• DIRECTIONS FOR THIS TASK
Look through the data that follows and copy each line with the string "blue".
*** Opening of SUPPLIED ENTRIES ***
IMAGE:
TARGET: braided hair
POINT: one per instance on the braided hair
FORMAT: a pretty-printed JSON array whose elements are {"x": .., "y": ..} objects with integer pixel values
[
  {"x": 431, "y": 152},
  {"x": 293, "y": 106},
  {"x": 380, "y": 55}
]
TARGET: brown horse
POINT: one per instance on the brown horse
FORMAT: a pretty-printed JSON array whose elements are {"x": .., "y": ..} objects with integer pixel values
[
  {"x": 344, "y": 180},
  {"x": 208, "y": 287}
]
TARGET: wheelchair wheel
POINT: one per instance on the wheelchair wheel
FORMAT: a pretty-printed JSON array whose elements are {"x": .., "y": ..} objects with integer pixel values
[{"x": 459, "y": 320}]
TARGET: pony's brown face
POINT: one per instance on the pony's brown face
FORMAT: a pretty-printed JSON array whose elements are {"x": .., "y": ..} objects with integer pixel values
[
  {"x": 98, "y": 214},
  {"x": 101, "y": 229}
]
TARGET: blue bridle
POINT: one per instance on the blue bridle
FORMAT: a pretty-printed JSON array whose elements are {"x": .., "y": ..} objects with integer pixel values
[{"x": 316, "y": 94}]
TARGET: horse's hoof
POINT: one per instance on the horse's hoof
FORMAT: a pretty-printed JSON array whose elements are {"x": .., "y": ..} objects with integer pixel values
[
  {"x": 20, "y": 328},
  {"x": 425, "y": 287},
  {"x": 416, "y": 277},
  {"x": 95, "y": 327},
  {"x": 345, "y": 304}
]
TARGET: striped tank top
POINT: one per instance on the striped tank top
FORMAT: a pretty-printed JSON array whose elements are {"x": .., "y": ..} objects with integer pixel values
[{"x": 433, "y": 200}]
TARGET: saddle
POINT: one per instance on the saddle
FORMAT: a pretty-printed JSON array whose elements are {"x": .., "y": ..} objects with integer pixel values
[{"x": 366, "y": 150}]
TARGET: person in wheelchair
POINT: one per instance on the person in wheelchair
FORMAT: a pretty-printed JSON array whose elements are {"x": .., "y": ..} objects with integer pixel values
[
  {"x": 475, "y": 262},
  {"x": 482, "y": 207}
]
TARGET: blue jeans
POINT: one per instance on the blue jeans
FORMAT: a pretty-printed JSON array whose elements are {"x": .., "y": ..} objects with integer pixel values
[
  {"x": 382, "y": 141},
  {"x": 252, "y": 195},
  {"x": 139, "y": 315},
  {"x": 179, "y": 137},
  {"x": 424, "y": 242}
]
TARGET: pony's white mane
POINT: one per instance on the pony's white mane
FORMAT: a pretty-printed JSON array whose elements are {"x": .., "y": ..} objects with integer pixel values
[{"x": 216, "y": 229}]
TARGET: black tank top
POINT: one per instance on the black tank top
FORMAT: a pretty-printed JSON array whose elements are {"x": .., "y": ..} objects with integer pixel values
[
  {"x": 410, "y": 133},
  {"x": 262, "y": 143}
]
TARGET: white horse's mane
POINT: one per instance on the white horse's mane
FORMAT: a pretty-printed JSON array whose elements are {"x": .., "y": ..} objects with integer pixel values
*** Close of SUPPLIED ENTRIES ***
• SOLUTION TO THE EXERCISE
TARGET: blue bridle
POINT: one per instance on the blue bridle
TARGET: blue jeans
POINT: one per instance on the blue jeans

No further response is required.